POTONGAN DOKUMEN:
------------------------

Jombang – Sebuah kampung kecil di Desa Segodorejo, Kecamatan Sumobito, Kabupaten Jombang punya tradisi unik sejak puluhan bahkan ratusan tahun lalu. Yakni, warganya sebagai perajin rumahan sejumlah alat dapur. Setiap minggunya ribuan kaluh berbahan anyaman bambu bisa dihasilkan penduduk kampung ini.
Bagi ibu-ibu, kaluh biasa digunakan untuk wadah sayuran, sekaligus untuk tempat mencuci. Juga bisa digunakan untuk menaruh bahan-bahan dapur lainnya.
Masuk kampung ini, akan disuguhi pemandangan unik. Banyak rumah di dusun ini memajang lembaran-lembaran kecil dan potongan bambu di depan rumahnya. Beberapa yang lain, juga memajang hasil kerajinan di depan rumah.
Tumpukan kaluh yang sudah selesai dibuat dan siap untuk dijual. (ACHMAD RW/ JAWA POS RADAR JOMBANG)
Ya, di Dusun Tulungrejo, ada ratusan warga yang tiap harinya berjibaku dengan bambu. Mereka membuat alat-alat rumah tangga tradisional seperti kaluh, tedok,besek, hingga erek. Alat-alat perlengkapan rumah tradisional ini berbentuk bulat nyaris seperti tampah.

------------------------

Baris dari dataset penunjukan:
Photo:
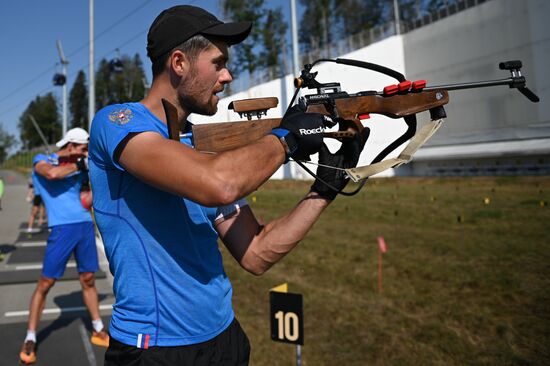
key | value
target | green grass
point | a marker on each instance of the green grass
(464, 281)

------------------------

TUGAS LATIHAN 1:
Jawablah pertanyaan berikut berdasarkan teks tentang kerajinan bambu di Jombang.
(a) Di desa, kecamatan, dan kabupaten mana kampung perajin itu berada?
(b) Untuk apa saja kaluh biasa digunakan oleh ibu-ibu?
(c) Alat-alat rumah tangga tradisional apa saja yang dibuat warga Dusun Tulungrejo?
TUGAS LATIHAN 2:
Keluarkan ulang seluruh baris dari catatan data di atas tanpa perubahan apa pun, dan jangan sertakan gambarnya.

JAWABAN LENGKAP 1:
(a) Desa Segodorejo, Kecamatan Sumobito, Kabupaten Jombang.
(b) Untuk wadah sayuran, tempat mencuci, dan tempat menaruh bahan-bahan dapur lainnya.
(c) Kaluh, tedok, besek, dan erek.

JAWABAN LENGKAP 2:
Photo:
key | value
target | green grass
point | a marker on each instance of the green grass
(464, 281)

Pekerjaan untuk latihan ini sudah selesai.